The Silver Lining: The Songs of Jerome Kern is a studio album by Tony Bennett and Bill Charlap, released by RPM/Columbia on September 25, 2015. The album includes covers of 14 songs composed by Jerome Kern, featuring Bill Charlap on piano, Peter Washington on bass, Kenny Washington on drums, and special guest, pianist Renee Rosnes on four two-piano tracks.

Reception 

The album topped the Jazz Albums chart, while debuted at 89 on the Billboard 200 albums chart. It won the Best Traditional Pop Vocal Album at the 58th Annual Grammy Awards.

Track listing 
All music composed by Jerome Kern; lyricists are credited below.

### Work order 1:
Please rewrite the paragraph of the album article that begins "The Silver Lining: The Songs of Jerome Kern is a studio album" as a short list that keeps its main facts.
### Work order 2:
Write the next part of the album article, starting after its final sentence.

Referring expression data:

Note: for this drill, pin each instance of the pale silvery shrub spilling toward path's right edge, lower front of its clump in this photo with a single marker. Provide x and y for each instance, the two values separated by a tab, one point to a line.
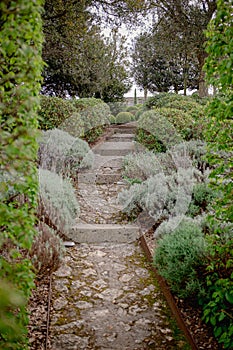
161	195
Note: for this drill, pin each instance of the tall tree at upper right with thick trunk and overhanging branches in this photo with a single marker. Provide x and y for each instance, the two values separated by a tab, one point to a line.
177	39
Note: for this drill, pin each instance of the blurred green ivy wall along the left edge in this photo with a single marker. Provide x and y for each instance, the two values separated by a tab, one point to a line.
20	77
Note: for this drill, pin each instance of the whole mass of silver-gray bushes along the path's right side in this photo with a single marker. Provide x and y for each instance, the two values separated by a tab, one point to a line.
168	180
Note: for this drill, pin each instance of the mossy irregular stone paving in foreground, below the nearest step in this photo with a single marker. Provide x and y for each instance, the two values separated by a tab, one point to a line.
105	298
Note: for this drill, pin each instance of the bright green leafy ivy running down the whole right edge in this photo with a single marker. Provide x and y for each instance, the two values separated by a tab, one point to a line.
217	304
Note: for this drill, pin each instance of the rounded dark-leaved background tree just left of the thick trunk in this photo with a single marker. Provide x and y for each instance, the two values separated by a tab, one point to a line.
160	65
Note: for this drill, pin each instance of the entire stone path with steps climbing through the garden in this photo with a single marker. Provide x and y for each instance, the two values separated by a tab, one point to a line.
104	296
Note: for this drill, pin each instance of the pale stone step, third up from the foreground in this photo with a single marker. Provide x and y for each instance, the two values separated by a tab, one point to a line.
114	148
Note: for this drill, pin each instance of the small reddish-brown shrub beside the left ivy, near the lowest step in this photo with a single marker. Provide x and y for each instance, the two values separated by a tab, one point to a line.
47	251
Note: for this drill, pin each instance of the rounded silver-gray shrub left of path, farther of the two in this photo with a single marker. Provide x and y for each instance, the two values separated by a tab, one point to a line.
62	153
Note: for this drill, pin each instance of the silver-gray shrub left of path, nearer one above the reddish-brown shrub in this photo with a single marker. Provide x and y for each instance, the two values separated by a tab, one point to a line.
58	205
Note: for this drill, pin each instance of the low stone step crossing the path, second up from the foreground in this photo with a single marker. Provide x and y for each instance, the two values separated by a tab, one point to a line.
98	179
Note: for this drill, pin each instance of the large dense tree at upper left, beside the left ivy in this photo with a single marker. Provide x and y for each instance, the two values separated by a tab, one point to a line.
80	61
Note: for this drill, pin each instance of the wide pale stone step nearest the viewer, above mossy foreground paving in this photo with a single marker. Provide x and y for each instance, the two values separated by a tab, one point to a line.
101	233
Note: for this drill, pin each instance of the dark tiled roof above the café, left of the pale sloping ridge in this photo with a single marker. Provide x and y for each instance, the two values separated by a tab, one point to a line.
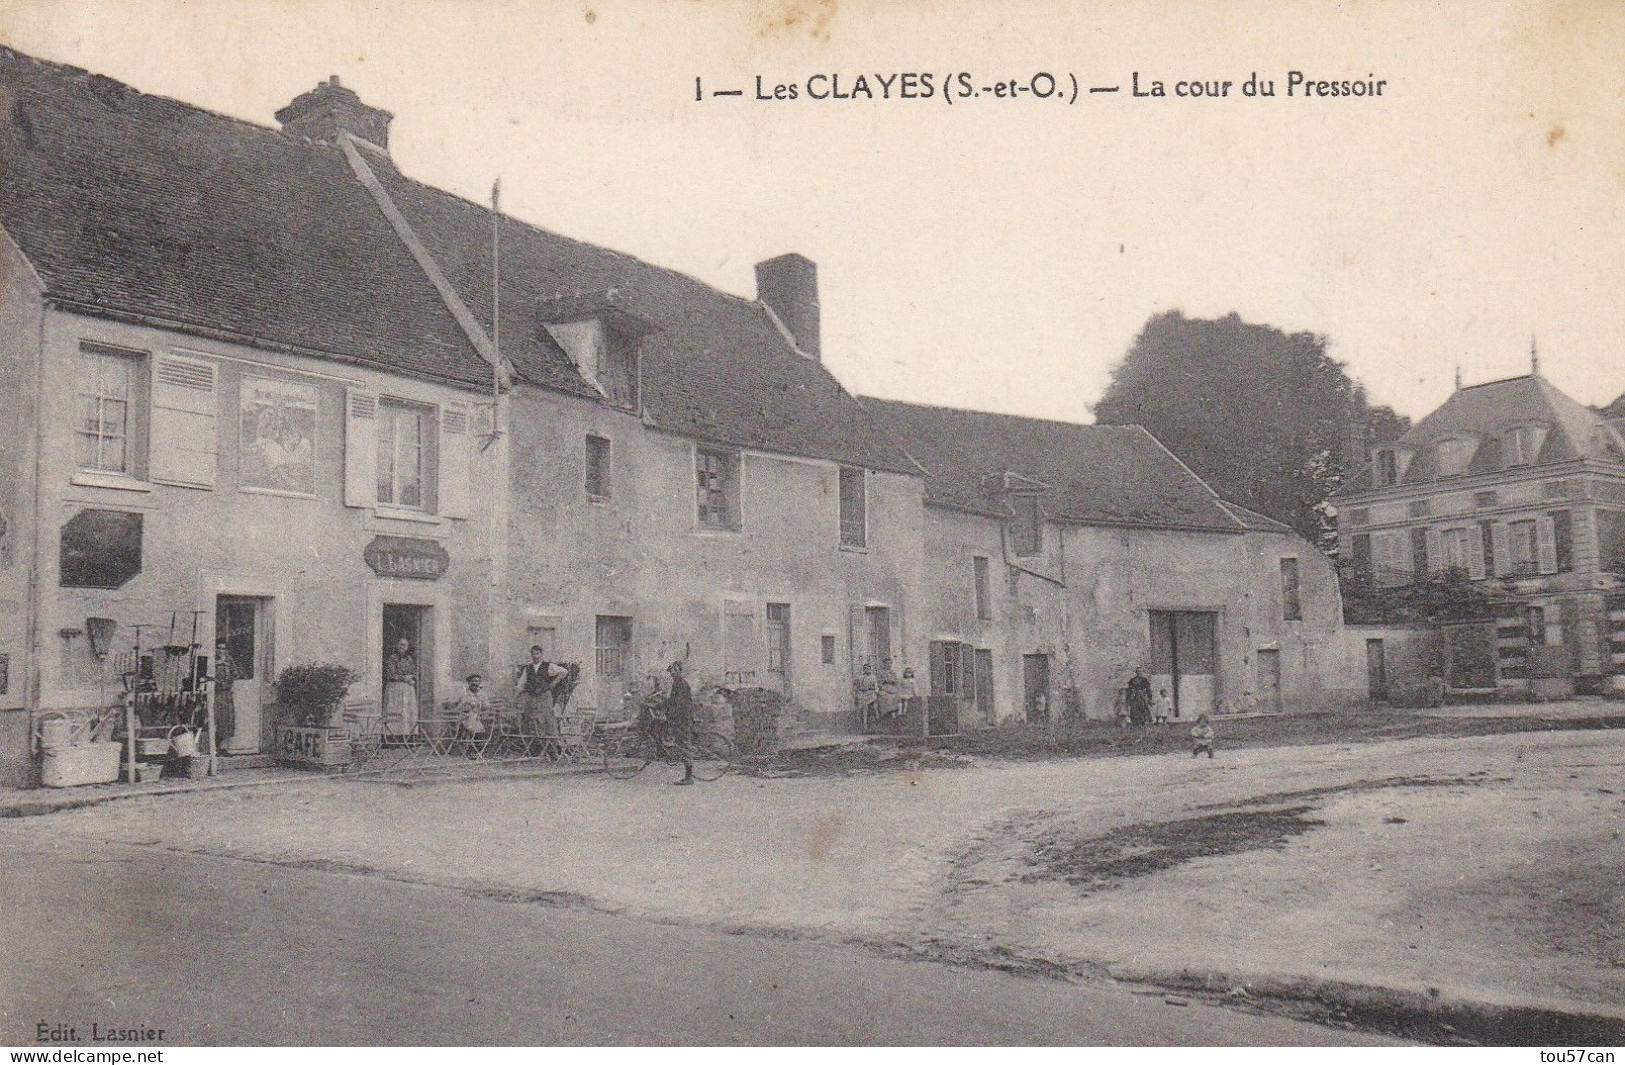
144	207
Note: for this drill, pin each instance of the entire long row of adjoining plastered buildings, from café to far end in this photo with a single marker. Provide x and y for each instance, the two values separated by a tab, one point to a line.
258	385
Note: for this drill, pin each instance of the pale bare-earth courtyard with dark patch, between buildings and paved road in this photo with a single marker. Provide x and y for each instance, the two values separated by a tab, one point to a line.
1473	871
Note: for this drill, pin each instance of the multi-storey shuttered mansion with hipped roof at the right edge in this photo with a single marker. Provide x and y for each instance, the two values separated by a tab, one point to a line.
1519	492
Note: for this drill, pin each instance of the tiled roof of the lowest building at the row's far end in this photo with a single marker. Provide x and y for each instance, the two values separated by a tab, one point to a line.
1098	476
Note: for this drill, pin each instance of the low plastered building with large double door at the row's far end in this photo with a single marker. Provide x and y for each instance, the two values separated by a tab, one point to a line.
1065	557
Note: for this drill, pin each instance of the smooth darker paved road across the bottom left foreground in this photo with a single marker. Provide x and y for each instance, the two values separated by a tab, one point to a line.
228	952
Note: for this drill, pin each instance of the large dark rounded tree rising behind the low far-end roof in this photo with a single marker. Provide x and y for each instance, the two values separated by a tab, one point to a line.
1265	417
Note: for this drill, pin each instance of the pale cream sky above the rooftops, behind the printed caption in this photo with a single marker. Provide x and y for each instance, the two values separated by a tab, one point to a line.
1002	253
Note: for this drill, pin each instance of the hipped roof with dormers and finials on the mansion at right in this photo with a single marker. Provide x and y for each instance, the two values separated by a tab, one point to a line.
1486	412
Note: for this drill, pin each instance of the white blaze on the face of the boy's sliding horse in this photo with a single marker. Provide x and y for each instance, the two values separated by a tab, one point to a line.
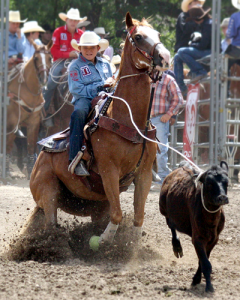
152	37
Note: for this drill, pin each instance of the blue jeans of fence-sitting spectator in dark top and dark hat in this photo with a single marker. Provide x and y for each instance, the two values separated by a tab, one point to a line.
188	55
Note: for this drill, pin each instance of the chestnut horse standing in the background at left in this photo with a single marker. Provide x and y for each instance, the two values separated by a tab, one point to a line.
26	100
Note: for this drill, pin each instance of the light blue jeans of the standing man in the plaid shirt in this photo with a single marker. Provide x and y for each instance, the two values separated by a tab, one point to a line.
162	135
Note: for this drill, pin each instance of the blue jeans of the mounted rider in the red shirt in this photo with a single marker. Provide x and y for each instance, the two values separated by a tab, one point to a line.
52	83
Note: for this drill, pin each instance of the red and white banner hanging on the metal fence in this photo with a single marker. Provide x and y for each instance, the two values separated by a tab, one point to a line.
190	120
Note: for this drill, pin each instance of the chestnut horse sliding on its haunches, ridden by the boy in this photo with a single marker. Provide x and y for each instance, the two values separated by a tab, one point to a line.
53	186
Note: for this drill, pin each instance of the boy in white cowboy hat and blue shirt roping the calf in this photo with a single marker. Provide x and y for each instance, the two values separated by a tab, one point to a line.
87	76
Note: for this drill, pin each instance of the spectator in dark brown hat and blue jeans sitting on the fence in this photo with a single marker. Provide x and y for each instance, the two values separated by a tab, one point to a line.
200	46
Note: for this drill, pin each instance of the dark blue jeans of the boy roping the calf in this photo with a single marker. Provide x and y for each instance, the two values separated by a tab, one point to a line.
82	108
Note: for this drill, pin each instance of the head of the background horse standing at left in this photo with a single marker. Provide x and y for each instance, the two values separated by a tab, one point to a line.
42	61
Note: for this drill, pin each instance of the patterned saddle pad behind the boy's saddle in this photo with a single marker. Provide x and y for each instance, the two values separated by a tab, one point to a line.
51	145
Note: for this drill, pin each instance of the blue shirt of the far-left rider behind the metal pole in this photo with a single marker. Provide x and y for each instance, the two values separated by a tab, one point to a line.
15	45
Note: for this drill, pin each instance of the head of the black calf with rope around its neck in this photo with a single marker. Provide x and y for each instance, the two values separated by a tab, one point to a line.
215	184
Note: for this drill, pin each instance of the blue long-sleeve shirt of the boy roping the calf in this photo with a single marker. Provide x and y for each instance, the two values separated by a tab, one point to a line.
84	77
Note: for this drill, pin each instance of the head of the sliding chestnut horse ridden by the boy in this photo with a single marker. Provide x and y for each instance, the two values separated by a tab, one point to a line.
148	50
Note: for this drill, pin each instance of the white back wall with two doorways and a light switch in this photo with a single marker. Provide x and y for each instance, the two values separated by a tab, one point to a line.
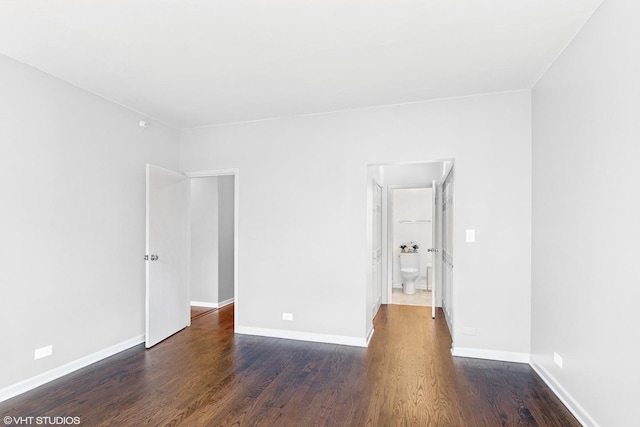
303	209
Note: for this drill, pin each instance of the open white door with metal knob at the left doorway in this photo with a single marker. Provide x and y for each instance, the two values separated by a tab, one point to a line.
167	296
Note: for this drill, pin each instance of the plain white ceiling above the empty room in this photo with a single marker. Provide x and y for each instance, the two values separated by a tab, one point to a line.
195	63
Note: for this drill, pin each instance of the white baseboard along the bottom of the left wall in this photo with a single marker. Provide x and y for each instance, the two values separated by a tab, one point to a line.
55	373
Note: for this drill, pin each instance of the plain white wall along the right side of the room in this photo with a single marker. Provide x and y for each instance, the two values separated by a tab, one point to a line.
586	153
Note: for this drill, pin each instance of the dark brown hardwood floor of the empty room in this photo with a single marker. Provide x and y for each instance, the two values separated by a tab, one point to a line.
207	376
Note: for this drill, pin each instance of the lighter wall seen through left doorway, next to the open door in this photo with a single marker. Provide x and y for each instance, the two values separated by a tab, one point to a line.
204	240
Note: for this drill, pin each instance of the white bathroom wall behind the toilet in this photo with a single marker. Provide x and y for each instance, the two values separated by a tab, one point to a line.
412	204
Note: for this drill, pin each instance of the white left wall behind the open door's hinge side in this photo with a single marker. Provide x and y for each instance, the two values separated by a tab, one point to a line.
72	220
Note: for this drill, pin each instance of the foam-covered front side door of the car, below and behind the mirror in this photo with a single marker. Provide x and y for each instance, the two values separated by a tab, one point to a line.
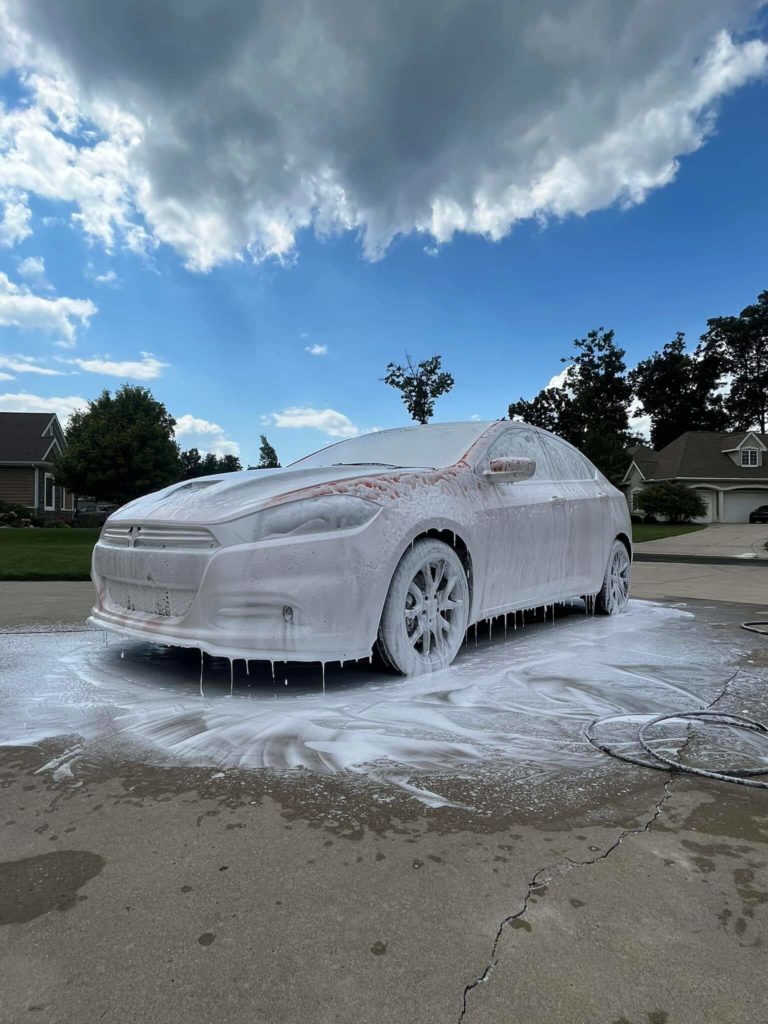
523	552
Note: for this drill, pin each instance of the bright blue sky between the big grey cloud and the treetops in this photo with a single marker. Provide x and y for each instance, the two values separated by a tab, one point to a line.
229	345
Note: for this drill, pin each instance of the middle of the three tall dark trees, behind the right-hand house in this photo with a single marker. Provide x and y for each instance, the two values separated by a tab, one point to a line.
679	392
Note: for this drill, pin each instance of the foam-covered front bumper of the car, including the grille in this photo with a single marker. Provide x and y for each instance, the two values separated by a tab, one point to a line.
234	602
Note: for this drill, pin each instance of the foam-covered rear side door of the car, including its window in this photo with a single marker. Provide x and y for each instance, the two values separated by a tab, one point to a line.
579	498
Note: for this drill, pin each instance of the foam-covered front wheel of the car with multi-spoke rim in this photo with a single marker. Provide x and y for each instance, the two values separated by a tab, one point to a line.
426	612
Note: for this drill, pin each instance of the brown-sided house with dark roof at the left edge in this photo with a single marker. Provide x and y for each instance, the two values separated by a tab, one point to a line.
28	442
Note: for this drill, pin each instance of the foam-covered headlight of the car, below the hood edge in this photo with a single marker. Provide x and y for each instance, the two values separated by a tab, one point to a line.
314	516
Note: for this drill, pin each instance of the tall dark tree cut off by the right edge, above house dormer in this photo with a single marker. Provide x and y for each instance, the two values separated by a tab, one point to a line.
742	344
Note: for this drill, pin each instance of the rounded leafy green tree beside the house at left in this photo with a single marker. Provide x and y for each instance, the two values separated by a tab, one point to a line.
120	448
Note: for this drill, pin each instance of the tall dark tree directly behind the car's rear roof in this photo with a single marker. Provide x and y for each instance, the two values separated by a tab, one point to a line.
591	409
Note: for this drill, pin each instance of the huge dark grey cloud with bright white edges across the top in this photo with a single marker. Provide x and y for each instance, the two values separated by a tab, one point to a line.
263	120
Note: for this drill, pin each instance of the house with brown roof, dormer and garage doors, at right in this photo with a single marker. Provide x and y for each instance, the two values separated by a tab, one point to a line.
730	472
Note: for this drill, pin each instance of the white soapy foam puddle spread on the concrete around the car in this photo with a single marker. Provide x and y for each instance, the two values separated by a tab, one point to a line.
526	699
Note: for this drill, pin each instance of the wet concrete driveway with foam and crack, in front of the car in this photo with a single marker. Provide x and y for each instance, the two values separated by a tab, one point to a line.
415	850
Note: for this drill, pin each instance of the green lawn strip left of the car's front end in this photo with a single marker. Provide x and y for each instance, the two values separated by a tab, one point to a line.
47	554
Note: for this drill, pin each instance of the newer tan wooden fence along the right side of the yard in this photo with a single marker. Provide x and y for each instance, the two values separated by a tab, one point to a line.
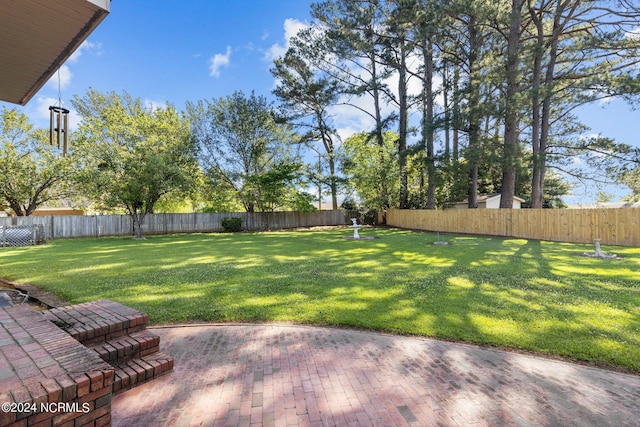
611	226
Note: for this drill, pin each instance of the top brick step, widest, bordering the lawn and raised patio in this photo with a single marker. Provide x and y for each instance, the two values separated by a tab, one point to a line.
97	321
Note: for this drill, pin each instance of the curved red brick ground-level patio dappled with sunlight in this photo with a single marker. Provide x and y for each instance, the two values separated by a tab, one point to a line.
277	375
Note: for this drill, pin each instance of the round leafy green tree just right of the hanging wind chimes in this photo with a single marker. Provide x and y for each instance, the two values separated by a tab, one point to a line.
131	155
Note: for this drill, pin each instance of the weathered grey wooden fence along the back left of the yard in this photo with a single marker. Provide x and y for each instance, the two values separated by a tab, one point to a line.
59	227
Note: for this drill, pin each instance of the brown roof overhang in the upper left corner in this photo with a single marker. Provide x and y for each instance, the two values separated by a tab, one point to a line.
37	37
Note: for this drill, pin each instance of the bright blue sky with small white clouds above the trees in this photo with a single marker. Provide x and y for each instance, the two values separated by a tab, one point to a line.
169	51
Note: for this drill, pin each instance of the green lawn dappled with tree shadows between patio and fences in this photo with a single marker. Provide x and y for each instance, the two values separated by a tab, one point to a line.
532	295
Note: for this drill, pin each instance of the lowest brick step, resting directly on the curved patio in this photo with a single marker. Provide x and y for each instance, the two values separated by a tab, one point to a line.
140	370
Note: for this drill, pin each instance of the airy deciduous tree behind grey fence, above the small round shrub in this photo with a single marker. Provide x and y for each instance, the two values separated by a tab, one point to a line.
242	146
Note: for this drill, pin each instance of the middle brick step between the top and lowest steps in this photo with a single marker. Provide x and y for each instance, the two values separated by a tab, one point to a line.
122	349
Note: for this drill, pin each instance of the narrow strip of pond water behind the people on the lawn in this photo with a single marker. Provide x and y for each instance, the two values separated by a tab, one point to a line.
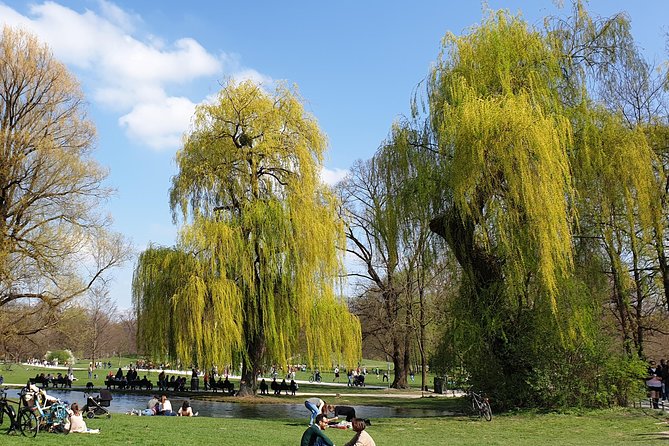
125	402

### Result 1:
- Title: The Silver Lining: The Songs of Jerome Kern
- Type: studio album by Tony Bennett and Bill Charlap
- Label: RPM/Columbia
- Release date: September 25, 2015
- Contents: covers of 14 songs composed by Jerome Kern
- Musicians: Bill Charlap (piano), Peter Washington (bass), Kenny Washington (drums)
- Special guest: pianist Renee Rosnes on four two-piano tracks

### Result 2:
 "All the Things You Are" (Oscar Hammerstein II) – 4:37
 "Pick Yourself Up" (Dorothy Fields) – 2:55
 "The Last Time I Saw Paris" (Hammerstein) – 3:24
 "I Won't Dance" (Fields, Hammerstein, Otto Harbach, Jimmy McHugh) – 3:12
 "Long Ago and Far Away" (Ira Gershwin) – 3:23
 "Dearly Beloved" (Johnny Mercer) – 3:29
 "The Song Is You" (Hammerstein) – 3:55
 "They Didn't Believe Me" (Herbert Reynolds) – 4:49
 "I'm Old Fashioned" (Mercer) – 2:45
 "The Way You Look Tonight" (Fields) – 2:54
 "Yesterdays" (Harbach) – 3:30
 "Make Believe" (Hammerstein) – 2:18
 "Nobody Else but Me" (Hammerstein) – 2:40
 "Look for the Silver Lining" (B. G. DeSylva) – 2:36

Source: The New York Times

Personnel  
 Tony Bennett – vocals (1–14)
 Bill Charlap – piano (1–14) 
 Peter Washington – double bass (2, 4, 6, 8, 9, 11, 13)
 Kenny Washington – drums (2, 4, 6, 8, 9, 11, 13)
 Renee Rosnes – special guest on piano (3, 5, 7, 14)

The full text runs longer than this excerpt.